#### Exercise inputs ####

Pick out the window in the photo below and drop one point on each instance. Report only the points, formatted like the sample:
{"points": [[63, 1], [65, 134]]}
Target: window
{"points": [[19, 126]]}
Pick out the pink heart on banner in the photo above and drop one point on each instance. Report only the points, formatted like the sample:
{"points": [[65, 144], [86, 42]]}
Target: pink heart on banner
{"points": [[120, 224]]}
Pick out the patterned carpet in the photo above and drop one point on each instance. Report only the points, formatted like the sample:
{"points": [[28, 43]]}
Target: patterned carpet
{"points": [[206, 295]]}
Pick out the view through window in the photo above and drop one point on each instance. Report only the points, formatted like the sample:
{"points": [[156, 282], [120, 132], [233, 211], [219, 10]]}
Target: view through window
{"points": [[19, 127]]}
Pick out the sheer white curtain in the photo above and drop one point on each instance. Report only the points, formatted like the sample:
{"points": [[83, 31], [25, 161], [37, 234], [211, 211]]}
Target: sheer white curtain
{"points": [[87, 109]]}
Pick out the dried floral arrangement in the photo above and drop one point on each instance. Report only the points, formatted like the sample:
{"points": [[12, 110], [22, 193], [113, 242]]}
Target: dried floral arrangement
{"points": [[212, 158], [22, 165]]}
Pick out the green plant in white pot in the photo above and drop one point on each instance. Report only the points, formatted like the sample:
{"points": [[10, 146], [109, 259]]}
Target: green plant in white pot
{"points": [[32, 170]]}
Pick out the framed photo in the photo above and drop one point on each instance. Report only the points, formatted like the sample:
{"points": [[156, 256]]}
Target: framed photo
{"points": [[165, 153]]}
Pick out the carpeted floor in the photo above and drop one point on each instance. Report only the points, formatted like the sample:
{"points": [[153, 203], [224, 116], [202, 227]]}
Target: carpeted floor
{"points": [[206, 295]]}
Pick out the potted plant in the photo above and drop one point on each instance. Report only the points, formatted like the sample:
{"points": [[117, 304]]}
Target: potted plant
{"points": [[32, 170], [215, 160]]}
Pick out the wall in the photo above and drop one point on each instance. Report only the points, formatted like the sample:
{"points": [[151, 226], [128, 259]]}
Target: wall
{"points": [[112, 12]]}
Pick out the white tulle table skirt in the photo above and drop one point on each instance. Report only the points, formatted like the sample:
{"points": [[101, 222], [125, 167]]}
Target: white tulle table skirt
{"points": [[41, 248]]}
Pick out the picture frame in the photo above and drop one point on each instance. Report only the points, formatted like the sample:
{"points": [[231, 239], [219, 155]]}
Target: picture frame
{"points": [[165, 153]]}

####

*What needs to be done*
Reproduce all of the data above, substituting "place one point" for every occurrence of "drop one point" and keeping everything else the same.

*Answer to the task*
Pick out the window in the photo below and place one point on each instance. Report only the points, formatted like the sample:
{"points": [[63, 1], [65, 134]]}
Target: window
{"points": [[19, 126]]}
Pick out the pink heart on banner in the photo above and place one point on each instance. Report only the points, formatted like the sample:
{"points": [[65, 144], [86, 42]]}
Target: pink heart on banner
{"points": [[120, 224]]}
Pick out the patterned carpet in the photo above and place one point on each instance. Report only the points, formatted like the sample:
{"points": [[28, 43]]}
Target: patterned carpet
{"points": [[206, 295]]}
Pick out the view through window in the photo above and place one point on each instance. Report only the points, formatted like the sample:
{"points": [[156, 282], [120, 132], [233, 211], [219, 10]]}
Target: view through window
{"points": [[19, 127]]}
Pick out the sheer white curtain in the photo above and place one point on each instance. Report only the points, formatted like the sample:
{"points": [[83, 31], [25, 161], [37, 234], [211, 211]]}
Target: sheer white curtain
{"points": [[87, 109]]}
Pick out the dried floral arrangement in the photo above and place one point on each instance. Report only the points, formatted like the sample:
{"points": [[12, 110], [22, 193], [113, 242]]}
Target: dried floral arrangement
{"points": [[212, 158], [22, 165]]}
Pick out the green plant in white pot in the photo above and place one point on each instance. Report only the points, formatted like the sample:
{"points": [[10, 146], [109, 259]]}
Target: green plant in white pot
{"points": [[32, 170]]}
Pick out the framed photo in the photo above and place one point on each instance. Report only the points, formatted like the sample:
{"points": [[156, 256]]}
Target: framed photo
{"points": [[165, 153]]}
Pick out the carpeted floor in the photo above and place one point on each instance. Report only the points, formatted like the sample:
{"points": [[153, 203], [224, 116], [202, 227]]}
Target: carpeted floor
{"points": [[206, 295]]}
Pick out the potted plant in the photo above and place one point on each instance. Report only the points, formatted like the sample:
{"points": [[117, 304]]}
Target: potted plant
{"points": [[32, 170], [215, 160]]}
Pick out the wall in the photo above and place one point on each instance. Report only the points, formatted like the sample:
{"points": [[151, 226], [128, 259]]}
Target: wall
{"points": [[112, 12]]}
Pick out the white tulle table skirt in the photo above and place one point on each instance. Report only the points, formatted like the sample:
{"points": [[101, 222], [125, 167]]}
Target: white tulle table skirt
{"points": [[41, 248]]}
Pick out the picture frame in the photo above and place one point on each instance. Report only the points, formatted like the sample:
{"points": [[231, 239], [219, 155]]}
Target: picture frame
{"points": [[165, 153]]}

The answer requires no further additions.